Его скрывали 13 лет. Он выжил в Освенциме. Что Имре Кертес говорит нам сегодня?
Десять лет. Цифра круглая, удобная для некрологов и юбилейных передовиц. Имре Кертес умер 31 марта 2016 года в Будапеште — тихо, от болезни Паркинсона, в том же городе, откуда его в четырнадцать лет увезли в Освенцим. Круг замкнулся. Хотя он бы, наверное, поспорил с этой метафорой — слишком красиво, слишком по-киношному.
Он терпеть не мог красивых слов про Холокост. Начнём с неудобного: «Без судьбы» — роман, который принёс Кертесу Нобелевку в 2002-м, — был отвергнут венгерскими издателями тринадцать лет. Тринадцать. Рукопись написана в 1973-м, вышла в 1975-м — и тут же задвинута на полку, потому что советская Венгрия не нуждалась в таких историях. Подросток Дьюри Кёвеш едет в Освенцим и Бухенвальд — и не теряет рассудок. Не сходит с ума от ужаса. Адаптируется. Находит что-то вроде распорядка, почти рутину. Это было невыносимо для всех: и для тех, кто хотел трагедии, и для тех, кто хотел забыть.
Венгры не знали, что с этим делать.
Честно говоря, мы тоже не очень знаем. Проблема Кертеса в том, что он пишет про выживание как про что-то принципиально неромантичное. Никакого «вопреки». Никакого «сила духа», «воля к жизни», «огонёк надежды» — весь этот театральный реквизит, которым мы привыкли обставлять рассказы о концлагерях. У него Освенцим — это место, где тело приспосабливается, потому что тело умнее идей. Дьюри не герой и не мученик. Он просто существует. И это — самое страшное.
• • • • •
_Задание 1_
Где и когда умер Имре Кертес, согласно фрагменту текста о нем?
_Задание 2_
Продолжите фрагмент текста об Имре Кертесе после его последнего предложения.
Следующие пункты никак не связаны с фрагментом текста об Имре Кертесе.

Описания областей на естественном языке
• • • • •
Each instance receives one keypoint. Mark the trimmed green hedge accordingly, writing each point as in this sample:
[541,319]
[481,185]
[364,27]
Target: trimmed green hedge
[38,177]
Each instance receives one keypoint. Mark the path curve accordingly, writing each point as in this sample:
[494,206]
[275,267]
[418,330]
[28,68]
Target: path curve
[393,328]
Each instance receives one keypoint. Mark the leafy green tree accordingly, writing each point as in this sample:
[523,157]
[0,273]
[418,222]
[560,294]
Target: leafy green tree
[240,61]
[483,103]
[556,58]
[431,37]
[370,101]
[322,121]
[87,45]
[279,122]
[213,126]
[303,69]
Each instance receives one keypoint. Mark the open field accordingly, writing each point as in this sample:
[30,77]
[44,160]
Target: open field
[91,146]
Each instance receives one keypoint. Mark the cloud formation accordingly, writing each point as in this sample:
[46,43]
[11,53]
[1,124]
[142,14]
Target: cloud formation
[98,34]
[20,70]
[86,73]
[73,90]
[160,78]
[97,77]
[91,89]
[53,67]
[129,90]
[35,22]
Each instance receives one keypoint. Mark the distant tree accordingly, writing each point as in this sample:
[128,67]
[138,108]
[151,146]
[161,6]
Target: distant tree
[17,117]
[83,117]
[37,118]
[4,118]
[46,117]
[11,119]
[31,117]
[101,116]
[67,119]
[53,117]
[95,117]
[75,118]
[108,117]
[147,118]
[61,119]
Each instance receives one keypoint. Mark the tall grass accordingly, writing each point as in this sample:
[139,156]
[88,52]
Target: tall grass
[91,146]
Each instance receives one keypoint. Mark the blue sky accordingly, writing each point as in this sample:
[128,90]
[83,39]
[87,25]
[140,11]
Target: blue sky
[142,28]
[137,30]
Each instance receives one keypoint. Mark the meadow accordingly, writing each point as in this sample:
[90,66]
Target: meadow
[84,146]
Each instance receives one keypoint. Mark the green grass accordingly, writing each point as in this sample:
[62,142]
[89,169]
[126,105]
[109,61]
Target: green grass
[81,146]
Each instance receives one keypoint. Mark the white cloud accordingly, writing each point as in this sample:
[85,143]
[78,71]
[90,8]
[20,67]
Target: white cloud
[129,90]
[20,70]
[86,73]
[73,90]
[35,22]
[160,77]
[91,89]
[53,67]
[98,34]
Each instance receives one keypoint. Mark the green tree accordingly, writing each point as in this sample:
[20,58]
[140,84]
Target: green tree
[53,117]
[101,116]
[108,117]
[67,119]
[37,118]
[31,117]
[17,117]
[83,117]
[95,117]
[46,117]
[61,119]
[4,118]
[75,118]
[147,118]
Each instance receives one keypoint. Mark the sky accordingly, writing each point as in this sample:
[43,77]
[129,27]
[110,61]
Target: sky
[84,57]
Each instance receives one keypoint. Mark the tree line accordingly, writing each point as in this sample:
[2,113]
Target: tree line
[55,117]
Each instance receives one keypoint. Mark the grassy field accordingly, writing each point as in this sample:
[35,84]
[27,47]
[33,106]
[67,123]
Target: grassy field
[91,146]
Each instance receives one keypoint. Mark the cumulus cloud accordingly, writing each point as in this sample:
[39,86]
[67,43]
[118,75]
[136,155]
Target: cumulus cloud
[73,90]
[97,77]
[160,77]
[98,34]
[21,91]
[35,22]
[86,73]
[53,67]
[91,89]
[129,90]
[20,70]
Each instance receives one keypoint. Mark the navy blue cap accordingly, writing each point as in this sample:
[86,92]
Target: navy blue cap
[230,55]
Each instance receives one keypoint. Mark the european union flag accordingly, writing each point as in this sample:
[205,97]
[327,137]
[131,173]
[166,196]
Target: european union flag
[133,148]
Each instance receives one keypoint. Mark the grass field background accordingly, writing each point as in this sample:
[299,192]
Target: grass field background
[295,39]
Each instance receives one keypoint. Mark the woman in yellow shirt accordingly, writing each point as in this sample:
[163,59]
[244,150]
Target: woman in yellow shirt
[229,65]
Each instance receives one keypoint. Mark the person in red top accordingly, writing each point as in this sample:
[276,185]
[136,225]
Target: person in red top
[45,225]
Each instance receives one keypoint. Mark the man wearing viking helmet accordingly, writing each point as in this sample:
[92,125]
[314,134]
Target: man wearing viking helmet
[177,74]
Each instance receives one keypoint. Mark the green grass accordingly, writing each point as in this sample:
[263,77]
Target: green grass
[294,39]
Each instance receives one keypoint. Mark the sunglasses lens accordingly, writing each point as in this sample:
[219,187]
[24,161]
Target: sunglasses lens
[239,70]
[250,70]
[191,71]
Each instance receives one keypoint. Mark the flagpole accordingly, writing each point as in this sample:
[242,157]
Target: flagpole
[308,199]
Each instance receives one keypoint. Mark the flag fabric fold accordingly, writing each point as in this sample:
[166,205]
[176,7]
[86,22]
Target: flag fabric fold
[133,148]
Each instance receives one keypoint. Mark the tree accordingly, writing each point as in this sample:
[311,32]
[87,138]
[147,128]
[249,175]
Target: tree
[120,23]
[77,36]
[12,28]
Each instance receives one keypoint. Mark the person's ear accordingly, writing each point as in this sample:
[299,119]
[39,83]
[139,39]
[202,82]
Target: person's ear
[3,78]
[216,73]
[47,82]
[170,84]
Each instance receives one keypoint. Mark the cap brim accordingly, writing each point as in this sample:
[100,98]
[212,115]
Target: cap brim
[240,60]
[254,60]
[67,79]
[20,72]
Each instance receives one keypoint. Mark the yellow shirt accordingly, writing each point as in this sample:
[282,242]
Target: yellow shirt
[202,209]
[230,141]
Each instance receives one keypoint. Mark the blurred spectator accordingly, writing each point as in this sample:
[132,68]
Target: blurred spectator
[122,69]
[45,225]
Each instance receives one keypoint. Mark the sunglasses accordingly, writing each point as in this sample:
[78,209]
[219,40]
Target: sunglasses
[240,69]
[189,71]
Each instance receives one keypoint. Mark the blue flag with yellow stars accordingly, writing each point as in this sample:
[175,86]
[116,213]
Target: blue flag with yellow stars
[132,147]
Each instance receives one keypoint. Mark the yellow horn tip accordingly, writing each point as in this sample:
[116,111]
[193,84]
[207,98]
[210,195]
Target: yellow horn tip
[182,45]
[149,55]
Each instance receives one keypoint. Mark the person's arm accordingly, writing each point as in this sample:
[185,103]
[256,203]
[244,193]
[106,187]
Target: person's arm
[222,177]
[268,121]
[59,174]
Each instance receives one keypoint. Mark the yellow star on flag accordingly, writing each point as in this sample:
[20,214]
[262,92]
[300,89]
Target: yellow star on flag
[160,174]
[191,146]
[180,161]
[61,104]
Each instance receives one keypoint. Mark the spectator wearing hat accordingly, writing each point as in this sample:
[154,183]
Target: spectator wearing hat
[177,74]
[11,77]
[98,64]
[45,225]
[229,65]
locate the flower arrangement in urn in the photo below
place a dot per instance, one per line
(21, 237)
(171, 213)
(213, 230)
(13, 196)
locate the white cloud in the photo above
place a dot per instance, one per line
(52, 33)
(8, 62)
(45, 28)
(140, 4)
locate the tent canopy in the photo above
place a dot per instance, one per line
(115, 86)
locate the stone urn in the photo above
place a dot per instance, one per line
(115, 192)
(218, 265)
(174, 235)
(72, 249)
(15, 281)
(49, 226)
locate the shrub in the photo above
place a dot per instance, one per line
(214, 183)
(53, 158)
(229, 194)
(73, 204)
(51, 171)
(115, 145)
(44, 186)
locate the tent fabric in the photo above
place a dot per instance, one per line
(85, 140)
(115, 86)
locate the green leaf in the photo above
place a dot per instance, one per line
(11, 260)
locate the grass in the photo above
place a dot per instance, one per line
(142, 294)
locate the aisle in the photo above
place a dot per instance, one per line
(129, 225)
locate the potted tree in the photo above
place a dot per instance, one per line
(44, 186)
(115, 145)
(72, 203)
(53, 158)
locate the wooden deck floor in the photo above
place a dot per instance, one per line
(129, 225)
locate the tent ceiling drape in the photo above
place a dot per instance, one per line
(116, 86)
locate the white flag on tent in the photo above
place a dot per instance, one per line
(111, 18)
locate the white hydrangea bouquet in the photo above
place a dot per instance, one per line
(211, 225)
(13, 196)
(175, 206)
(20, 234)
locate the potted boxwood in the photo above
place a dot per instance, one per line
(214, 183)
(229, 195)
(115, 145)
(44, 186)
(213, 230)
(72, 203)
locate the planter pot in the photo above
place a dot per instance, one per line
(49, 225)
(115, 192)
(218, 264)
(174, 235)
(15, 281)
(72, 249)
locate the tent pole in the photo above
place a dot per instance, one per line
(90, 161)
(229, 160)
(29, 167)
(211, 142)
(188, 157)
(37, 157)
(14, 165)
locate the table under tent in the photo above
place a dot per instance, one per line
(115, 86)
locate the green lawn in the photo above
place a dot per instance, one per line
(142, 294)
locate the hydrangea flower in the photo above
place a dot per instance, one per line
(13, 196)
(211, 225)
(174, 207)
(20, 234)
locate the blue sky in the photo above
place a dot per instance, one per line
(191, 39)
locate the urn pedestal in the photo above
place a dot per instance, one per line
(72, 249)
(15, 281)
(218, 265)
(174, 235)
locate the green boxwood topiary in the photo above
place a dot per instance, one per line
• • • • •
_Ответ 1_
31 марта 2016 года в Будапеште.

_Ответ 2_
«Кадиш по нерождённому ребёнку» — официально это размышление о послевоенной жизни выжившего, о невозможности привести дитя в мир после Освенцима. Но реальный ответ чуть сложнее. Кертес говорил, что роман написан от лица человека, который понял: продолжение рода — акт веры в будущее. А веры нет. Не потому что он циник; потому что он честен. Рассказчик, раз за разом повторяющий слово «нет», — не сломленный человек. Он человек, который смотрит прямо и не отводит взгляд. Это неприятно. Это почти невежливо.
«Ликвидация» — последний крупный роман, 2003 год — про писателя-выжившего, который покончил с собой и оставил пьесу. Пьеса существует как текст в тексте, зеркало в зеркале. Кертес под конец жизни признавался: жанр его не интересовал. Интересовало устройство памяти. Как она врёт. Как спасает. Как разрушает всё, к чему прикасается — медленно, изнутри, как ржавчина под слоем краски.
Вот тут — самое интересное для нас, живущих в 2026-м.
Мы живём в эпоху, когда память стала индустрией. Мемориалы, музеи, годовщины, дни памяти с хорошей логистикой и официальными речами. И это, конечно, важно — но Кертес смотрел на всё это с тем особенным выражением, которое у него на фотографиях: немного скептически, немного устало. Он считал, что ритуализация памяти — способ её убить. Заменить живой, болезненный опыт красивой формой. Оболочкой без содержимого. Ритуал как анестезия.
Статистика неутешительная: «Без судьбы» переведён на сорок с лишним языков, но в списках самых читаемых книг о Холокосте стабильно уступает Франклу, Визелю, Леви. Кертес — тяжелее. Он не даёт утешения. Не говорит «вопреки всему, человек велик». Говорит примерно следующее: «смотри, как это работает» — и ждёт, пока ты сам сделаешь выводы. А мы, честно говоря, не очень любим делать выводы сами.
Но кое-что изменилось за эти десять лет. В 2016-м казалось: эпоха очевидцев заканчивается, и вместе с ней — что-то принципиальное. Последние выжившие уходят; через несколько лет не останется ни одного человека, который помнит это телом, а не только текстом. Кертес предвидел эту проблему — именно поэтому его проза устроена так, что читатель не может просто «узнать факты». Его романы требуют участия. Они неудобны. Они застревают — где-то под рёбрами.
Три недели назад я перечитал «Кадиш». Не потому что дата — просто перечитал. И понял: в 2026-м он звучит иначе. Этот бесконечный внутренний монолог, это «нет», повторяемое как мантра, — сегодня, когда мы живём в мире, где все кричат «да» всему подряд, где оптимизм стал почти политической позицией, — это «нет» звучит как что-то редкое. Как честность, за которую платишь.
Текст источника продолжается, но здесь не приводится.